Selected passage:
◆ ◆ ◆ ◆ ◆ ◆ ◆
# Few Videos of Pusher



## nhtimba (Nov 9, 2008)

Well had some spare time so uploaded a few short vid's to youtube , thought I would post them on here for all to check out ! If your interested , nothing special just a few clips while i was pushing snow around last week... Check'em out ...I'll make some better ones next storm xysport






Later Rob


----------



## nhtimba (Nov 9, 2008)

And here is one more , blowin out the entrance bright and early....man place is a walk in the park when no one is around... Enjoy


----------



## 4x4Farmer (Sep 22, 2006)

i know that view all to well!!! Love it though!! We havent had any snow in 2 weeks, starting to get home sick from my loader!!


----------



## theonlybull (Oct 17, 2004)

looks like fun


----------



## nhtimba (Nov 9, 2008)

Yup a very familiar view to many...  I'm rather fond of it myself...and looks like they are talking more snow coming this week...keepin my fingers crossed  I'll post some more when I get back in there

Later Rob


----------



## Supper Grassy (May 31, 2007)

Sweet Vids


----------



## nhtimba (Nov 9, 2008)
◆ ◆ ◆ ◆ ◆ ◆ ◆
Labeled region rows:
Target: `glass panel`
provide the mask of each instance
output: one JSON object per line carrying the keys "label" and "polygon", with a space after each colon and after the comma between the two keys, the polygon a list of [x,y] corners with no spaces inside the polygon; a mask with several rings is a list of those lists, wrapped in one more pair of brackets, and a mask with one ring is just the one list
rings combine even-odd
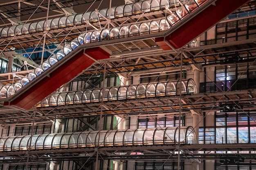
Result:
{"label": "glass panel", "polygon": [[127,98],[134,98],[136,97],[136,87],[131,85],[127,88]]}
{"label": "glass panel", "polygon": [[173,82],[168,82],[167,83],[166,85],[166,95],[167,96],[176,95],[176,87]]}
{"label": "glass panel", "polygon": [[90,14],[91,14],[91,12],[88,12],[86,13],[85,13],[83,15],[83,17],[82,17],[82,23],[86,23],[87,21],[89,21],[89,20],[90,19]]}
{"label": "glass panel", "polygon": [[[99,41],[99,35],[101,31],[93,31],[91,35],[91,42]],[[87,35],[86,34],[86,35]]]}
{"label": "glass panel", "polygon": [[25,24],[23,25],[23,26],[21,28],[21,33],[22,34],[28,34],[29,32],[29,26],[31,24],[31,23]]}
{"label": "glass panel", "polygon": [[91,42],[91,35],[92,32],[89,32],[86,33],[84,38],[85,39],[85,43],[90,43]]}
{"label": "glass panel", "polygon": [[52,65],[58,62],[58,59],[56,57],[56,55],[54,54],[49,58],[49,63],[51,65]]}
{"label": "glass panel", "polygon": [[198,7],[198,4],[194,0],[189,0],[186,2],[185,6],[189,10],[189,11],[191,12]]}
{"label": "glass panel", "polygon": [[[116,7],[112,7],[110,9],[110,19],[114,18],[115,17],[115,9]],[[107,11],[107,18],[109,18],[109,9],[108,9]]]}
{"label": "glass panel", "polygon": [[[102,89],[101,90],[99,97],[100,101],[102,101],[102,99],[103,99],[103,101],[108,100],[108,96],[109,90],[109,89],[104,89],[104,92],[103,91]],[[103,92],[104,92],[103,93]]]}
{"label": "glass panel", "polygon": [[135,145],[142,145],[143,144],[143,134],[144,129],[137,129],[134,133],[133,136],[133,144]]}
{"label": "glass panel", "polygon": [[192,79],[189,80],[187,82],[187,92],[189,94],[193,94],[197,93],[197,89],[195,83]]}
{"label": "glass panel", "polygon": [[172,25],[174,25],[180,20],[179,17],[175,13],[173,13],[167,17],[167,20]]}
{"label": "glass panel", "polygon": [[16,35],[20,35],[21,34],[21,29],[22,29],[22,26],[23,26],[23,25],[18,25],[15,28],[14,34]]}
{"label": "glass panel", "polygon": [[10,85],[6,85],[3,86],[0,90],[0,95],[1,98],[7,97],[7,90]]}
{"label": "glass panel", "polygon": [[164,144],[175,144],[174,135],[177,128],[167,128],[165,129],[164,140]]}
{"label": "glass panel", "polygon": [[141,10],[142,12],[149,12],[150,11],[150,3],[151,0],[146,0],[142,2]]}
{"label": "glass panel", "polygon": [[7,90],[7,97],[9,97],[14,94],[15,93],[15,90],[13,85],[9,86]]}
{"label": "glass panel", "polygon": [[52,148],[60,148],[61,139],[63,135],[63,133],[60,133],[55,135],[52,141]]}
{"label": "glass panel", "polygon": [[58,94],[53,94],[50,97],[49,99],[49,106],[56,106],[57,105],[57,98]]}
{"label": "glass panel", "polygon": [[36,32],[43,31],[43,25],[45,21],[41,21],[37,22],[36,31]]}
{"label": "glass panel", "polygon": [[129,36],[129,28],[130,26],[122,26],[120,29],[119,33],[119,37],[126,38]]}
{"label": "glass panel", "polygon": [[[186,94],[186,85],[184,81],[182,81],[181,85],[180,81],[177,82],[176,85],[176,94],[179,95],[180,93],[182,94]],[[181,89],[180,89],[181,88]]]}
{"label": "glass panel", "polygon": [[42,64],[42,68],[44,71],[46,70],[47,69],[51,67],[51,65],[48,60],[45,61]]}
{"label": "glass panel", "polygon": [[95,145],[95,138],[98,131],[91,131],[86,140],[86,147],[94,147]]}
{"label": "glass panel", "polygon": [[70,46],[73,50],[74,50],[76,48],[79,46],[80,46],[80,44],[78,41],[78,39],[77,38],[76,38],[74,40],[72,41],[70,43]]}
{"label": "glass panel", "polygon": [[101,41],[108,40],[109,39],[109,32],[111,29],[105,29],[101,33]]}
{"label": "glass panel", "polygon": [[58,105],[65,105],[65,98],[67,93],[60,93],[58,96],[57,102]]}
{"label": "glass panel", "polygon": [[60,18],[54,18],[52,20],[51,25],[51,28],[52,29],[58,28],[58,23]]}
{"label": "glass panel", "polygon": [[89,132],[82,132],[78,137],[77,139],[77,147],[85,147],[86,146],[86,139]]}
{"label": "glass panel", "polygon": [[154,136],[155,129],[147,129],[146,130],[144,133],[144,137],[143,137],[144,145],[153,144],[153,136]]}
{"label": "glass panel", "polygon": [[99,102],[99,93],[100,90],[100,89],[96,89],[92,91],[91,96],[91,101],[92,102]]}
{"label": "glass panel", "polygon": [[64,52],[62,50],[59,51],[57,53],[56,53],[56,57],[57,57],[57,59],[58,60],[60,61],[61,59],[65,57],[66,55],[65,55]]}
{"label": "glass panel", "polygon": [[124,99],[126,98],[126,92],[127,87],[126,86],[121,86],[118,89],[118,94],[117,94],[117,99]]}
{"label": "glass panel", "polygon": [[101,9],[99,10],[99,13],[101,14],[99,15],[99,19],[100,20],[105,20],[105,18],[107,17],[107,15],[106,15],[107,10],[108,10],[108,9]]}
{"label": "glass panel", "polygon": [[124,16],[124,5],[117,7],[115,12],[115,17],[122,17]]}
{"label": "glass panel", "polygon": [[131,129],[128,129],[126,131],[124,136],[124,145],[132,145],[132,141],[134,131]]}
{"label": "glass panel", "polygon": [[99,133],[97,133],[95,138],[95,143],[97,146],[104,146],[104,140],[106,133],[107,133],[106,131],[101,131],[100,134],[99,134]]}
{"label": "glass panel", "polygon": [[82,98],[82,102],[83,103],[86,102],[90,102],[91,101],[91,94],[92,91],[90,90],[85,91]]}
{"label": "glass panel", "polygon": [[14,36],[14,30],[16,26],[11,26],[9,27],[8,31],[8,36]]}
{"label": "glass panel", "polygon": [[67,94],[66,96],[66,105],[68,105],[70,104],[72,104],[74,103],[73,100],[74,100],[74,92],[70,92]]}
{"label": "glass panel", "polygon": [[25,136],[21,139],[20,142],[20,150],[27,150],[28,149],[27,145],[29,140],[30,139],[30,135]]}
{"label": "glass panel", "polygon": [[111,87],[108,92],[108,100],[115,100],[117,99],[117,87]]}
{"label": "glass panel", "polygon": [[150,24],[149,28],[150,33],[159,32],[159,24],[156,21],[152,21]]}
{"label": "glass panel", "polygon": [[70,46],[70,44],[67,44],[66,46],[63,48],[63,51],[64,52],[64,54],[66,55],[67,55],[68,53],[72,51],[72,48]]}
{"label": "glass panel", "polygon": [[[165,129],[156,129],[154,137],[154,144],[163,144]],[[167,138],[166,138],[167,139]]]}
{"label": "glass panel", "polygon": [[75,132],[72,135],[70,138],[69,147],[76,148],[77,146],[77,141],[78,137],[81,132]]}
{"label": "glass panel", "polygon": [[136,89],[136,98],[146,97],[146,87],[147,85],[147,84],[138,85]]}
{"label": "glass panel", "polygon": [[155,0],[152,1],[151,10],[157,10],[160,9],[160,0]]}
{"label": "glass panel", "polygon": [[77,37],[77,39],[80,45],[83,44],[83,39],[85,37],[85,34],[83,34]]}
{"label": "glass panel", "polygon": [[37,22],[33,22],[29,25],[29,33],[34,33],[36,31],[36,24]]}
{"label": "glass panel", "polygon": [[52,142],[55,135],[55,134],[50,134],[45,137],[44,144],[44,149],[52,148]]}
{"label": "glass panel", "polygon": [[11,150],[11,144],[15,137],[12,136],[9,137],[6,139],[5,142],[4,142],[4,151],[10,151]]}
{"label": "glass panel", "polygon": [[74,103],[79,104],[82,103],[82,96],[83,92],[78,92],[76,93],[74,96]]}
{"label": "glass panel", "polygon": [[161,0],[160,7],[161,9],[165,8],[166,6],[167,8],[169,8],[170,7],[169,2],[169,0]]}
{"label": "glass panel", "polygon": [[98,21],[98,14],[95,11],[92,11],[90,14],[90,22]]}
{"label": "glass panel", "polygon": [[149,24],[148,22],[142,23],[139,26],[139,35],[148,34],[149,33]]}
{"label": "glass panel", "polygon": [[189,14],[189,12],[184,6],[180,7],[176,10],[176,12],[180,18],[185,17]]}
{"label": "glass panel", "polygon": [[27,75],[25,76],[23,78],[21,78],[20,82],[21,83],[21,85],[23,87],[24,87],[29,83],[29,81],[27,78]]}
{"label": "glass panel", "polygon": [[168,30],[171,28],[170,24],[166,20],[162,20],[160,22],[160,25],[159,26],[159,30],[160,31],[164,31]]}
{"label": "glass panel", "polygon": [[18,82],[14,84],[14,89],[16,92],[18,92],[20,90],[20,89],[22,88],[22,85],[21,85],[21,83],[20,83],[20,81],[19,81]]}
{"label": "glass panel", "polygon": [[146,97],[153,97],[155,96],[155,83],[150,83],[147,85]]}
{"label": "glass panel", "polygon": [[66,26],[71,26],[74,25],[74,20],[75,15],[70,15],[67,18],[66,21]]}
{"label": "glass panel", "polygon": [[132,15],[132,4],[128,4],[124,6],[124,16]]}
{"label": "glass panel", "polygon": [[67,148],[68,147],[68,141],[72,133],[73,133],[69,132],[63,135],[61,138],[61,141],[60,145],[61,148]]}
{"label": "glass panel", "polygon": [[[82,23],[82,17],[83,16],[83,13],[80,13],[76,15],[75,15],[74,19],[74,24],[75,25],[81,24],[81,23]],[[90,17],[90,15],[88,17]]]}
{"label": "glass panel", "polygon": [[45,28],[45,24],[46,24],[46,30],[49,30],[51,29],[51,24],[52,24],[52,19],[49,19],[47,20],[47,23],[44,23],[43,29]]}
{"label": "glass panel", "polygon": [[130,37],[139,35],[139,24],[134,24],[130,26],[129,30]]}
{"label": "glass panel", "polygon": [[18,136],[14,139],[11,145],[12,150],[18,150],[20,149],[19,147],[20,145],[20,140],[23,137],[23,136]]}
{"label": "glass panel", "polygon": [[132,6],[132,14],[141,13],[141,3],[142,2],[139,2],[133,4],[133,5]]}
{"label": "glass panel", "polygon": [[66,26],[67,17],[61,17],[58,22],[58,28],[64,27]]}
{"label": "glass panel", "polygon": [[[39,136],[38,138],[36,139],[36,149],[43,149],[43,144],[44,144],[44,141],[46,136],[47,136],[48,134],[44,134],[41,135],[40,136]],[[33,139],[33,138],[32,138]]]}
{"label": "glass panel", "polygon": [[226,129],[223,128],[216,128],[216,143],[225,144],[226,143],[225,135]]}
{"label": "glass panel", "polygon": [[119,130],[117,131],[115,136],[114,146],[123,146],[123,139],[126,130]]}
{"label": "glass panel", "polygon": [[[181,128],[180,133],[180,144],[185,144],[186,142],[186,128]],[[179,142],[179,128],[177,128],[175,131],[175,142],[176,143]]]}
{"label": "glass panel", "polygon": [[[156,87],[156,96],[165,96],[165,87],[166,83],[157,83]],[[171,86],[171,87],[172,87]],[[173,90],[175,91],[175,90]]]}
◆ ◆ ◆ ◆ ◆ ◆ ◆
Exercise requirements:
- 1) Answer these about the pusher videos thread, each on its own line:
(a) Where did nhtimba upload the short clips?
(b) How long has it been since 4x4Farmer had any snow?
(c) According to nhtimba's later post, what are "they" talking about coming this week?
- 2) Carry on the pusher videos forum thread from its last line.

Responses per task:
- 1)
(a) YouTube
(b) 2 weeks
(c) More snow

- 2)
another vid from this past storm we got the other day...push push and push some more !!!!


----------



## nhtimba (Nov 9, 2008)

and here we go finally took the loader to my house to blow out the driveway and shove some piles and bankins back....enjoy and catch you next time...till then be good and lets all do the snow dance xysport

Later Rob


----------



## JD Dave (Mar 20, 2007)

So how do you like the Hyundai?


----------



## nhtimba (Nov 9, 2008)

To be honest so far I love it , no complaints here . Very operator friendly machine..and for a 3 yd machine has no problem pushing the 14' protech full of heavy snow. And personally I love the fwd&rev on the loader joystick makes it so much easier than having to shift on the column . All in all its a pretty sweet machine. Only thing it doesnt have is ride control like our 740-7 , but can live without it...just a back breaker runnin down the road..lol..

Later Rob


----------



## nicksplowing (Oct 5, 2005)

*AWESOME VIDEOS AND ABSOLUTELY LOVE THE MACHINE*


----------



## Craaaig (Dec 10, 2008)

nice vids! makes me think of running a loader over to my house


----------



## nhtimba (Nov 9, 2008)

Definetly man , talk about doing your driveway the fast way..lol.. was a rough 4 mile ride to the house but well worth it for sure .

Oh not really related to plowing but thought you guys may wanna see a clip of how i spend most of my time doing....if you have never watched or seen a feller buncher you'll be amazed !!! I've been a logger since i was 13 years old spent the last 6 years running tracked buncher...check it out ..I made this vid last winter..






Later Rob


----------



## FObyFO247 (Jan 20, 2009)

Glad you got to get your driveway done, sharp looking feller/buncher looks like fun.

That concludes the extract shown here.